Given problem = Retype the listing below line for line, changing nothing.
==============================
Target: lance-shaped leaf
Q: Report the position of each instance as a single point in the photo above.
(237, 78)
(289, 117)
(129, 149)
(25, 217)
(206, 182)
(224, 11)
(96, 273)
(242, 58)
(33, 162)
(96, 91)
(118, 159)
==============================
Answer to this task =
Target: lance-shaped leaf
Q: Report the position of each instance as a single point in the photo above.
(237, 78)
(289, 117)
(129, 149)
(25, 217)
(206, 182)
(224, 11)
(96, 273)
(242, 58)
(33, 162)
(96, 91)
(118, 159)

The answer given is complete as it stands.